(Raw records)
= = = = =
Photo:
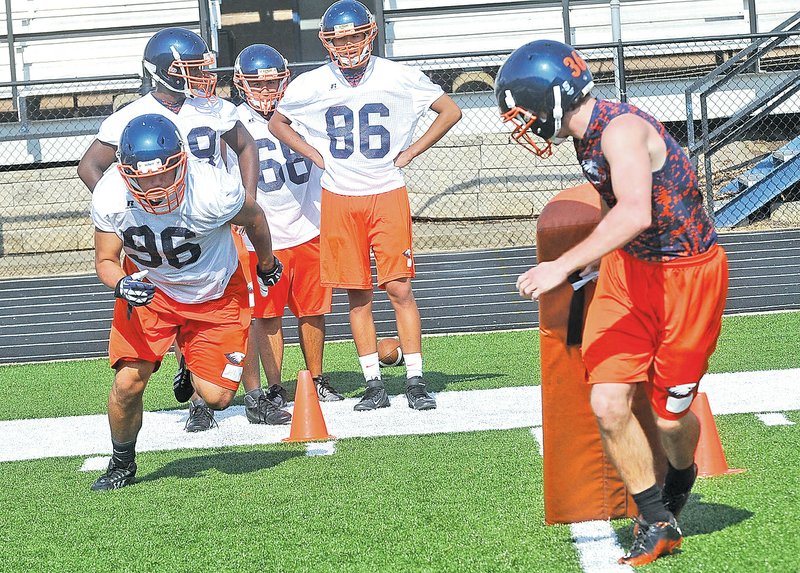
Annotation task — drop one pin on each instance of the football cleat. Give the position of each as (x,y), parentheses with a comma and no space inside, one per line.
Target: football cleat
(326,392)
(277,395)
(675,502)
(115,477)
(201,418)
(262,410)
(182,383)
(652,540)
(375,397)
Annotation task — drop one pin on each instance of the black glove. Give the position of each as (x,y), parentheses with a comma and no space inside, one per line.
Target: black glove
(270,277)
(132,289)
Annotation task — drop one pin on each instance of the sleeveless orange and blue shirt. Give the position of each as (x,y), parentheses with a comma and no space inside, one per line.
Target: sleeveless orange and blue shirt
(681,227)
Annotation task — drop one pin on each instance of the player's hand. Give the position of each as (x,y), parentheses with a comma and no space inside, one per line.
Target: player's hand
(540,279)
(403,158)
(591,268)
(269,277)
(132,289)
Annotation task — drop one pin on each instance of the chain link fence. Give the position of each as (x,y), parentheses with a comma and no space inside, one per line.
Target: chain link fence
(474,189)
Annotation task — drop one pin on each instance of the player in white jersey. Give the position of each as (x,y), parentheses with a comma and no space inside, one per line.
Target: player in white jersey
(289,193)
(172,219)
(359,113)
(176,59)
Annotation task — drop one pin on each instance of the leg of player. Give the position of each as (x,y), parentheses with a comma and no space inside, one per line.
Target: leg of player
(201,417)
(409,329)
(366,340)
(312,344)
(624,440)
(679,439)
(266,343)
(125,418)
(182,381)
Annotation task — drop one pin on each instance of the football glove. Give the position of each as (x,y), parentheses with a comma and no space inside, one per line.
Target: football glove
(132,289)
(270,277)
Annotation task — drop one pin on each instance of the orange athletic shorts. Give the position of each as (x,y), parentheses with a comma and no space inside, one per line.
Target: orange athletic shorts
(351,226)
(656,323)
(299,285)
(212,335)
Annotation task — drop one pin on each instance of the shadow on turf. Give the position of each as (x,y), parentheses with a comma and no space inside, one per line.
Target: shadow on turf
(697,518)
(231,463)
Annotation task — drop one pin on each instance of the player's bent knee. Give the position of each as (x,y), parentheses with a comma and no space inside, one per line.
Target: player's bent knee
(216,397)
(611,405)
= = = = =
▶ **Exercise task**
Reproduce the listing above line for line, leaving out the pictures.

▶ **Response to this task**
Photo:
Annotation task — drop one pin on each instance of the football cleat. Give the position of each as (x,y), parentheses with a comma and no space inside, one per line.
Target: football cleat
(326,392)
(277,395)
(675,502)
(115,477)
(201,418)
(262,410)
(182,383)
(652,540)
(375,397)
Annotation task — drop one pin on each instance of the black glove. Give the position of each as (x,y), parentheses with a comma and no space inside, one per line.
Target: black glove
(270,277)
(132,289)
Annotation task — drop one pin on each instance of the sleeveless orange and blue shirt. Give the position of each as (x,y), parentheses with a comma and no space inside, one per line.
Target: sleeveless orange and blue shirt
(681,227)
Annotation task — drop one pin on each instance of the player's hand. Give the position of each as (x,y), parentheses with a comma and no space inside, one per line.
Target: player's hand
(540,279)
(403,158)
(591,268)
(269,277)
(132,289)
Annotation task — drop one pin on each instance of the chain link fence. Give the position of each as (x,y), parentheses with a comma and no space inside, one per line.
Target: chain link fence
(474,189)
Annotation task — drop one pin on each instance of the player in white jersey. Give the position of each as (x,y), parentheses with a comma and no space inside, one per line.
Target: player in white jersey
(289,193)
(172,219)
(359,113)
(176,59)
Annotation task — drop one pin on each instance of the leg of player. Give the position of each as (x,y), parentheses with a comma and no space inside, one per line.
Target: leg of player
(201,417)
(409,329)
(366,340)
(312,344)
(624,440)
(679,439)
(266,343)
(125,418)
(182,381)
Annotation task — drop one pin on each instance of the football glove. Give the position of each as (x,y), parentheses with a comma and no space inside, one per line.
Target: football glove
(132,289)
(270,277)
Annotation task — drop one pin on each instance of the orange athletic shorts. Give the position of each as (x,y), parentheses with a comma and no space inside, one per line.
Target: orange athletic shorts
(351,226)
(656,323)
(299,285)
(212,335)
Annotation task — drop one pin on each instance of the shadow on turf. Give the position of each as (x,y), parentheses with a comma and no space inside, one per line.
Target: shadow on turf
(697,518)
(231,463)
Annotation task — drop one pin on each instance of the player's bent knee. Give the position of each as (x,y), parentheses with a comma and no space inside, one per line.
Target: player's bent knee
(216,397)
(611,405)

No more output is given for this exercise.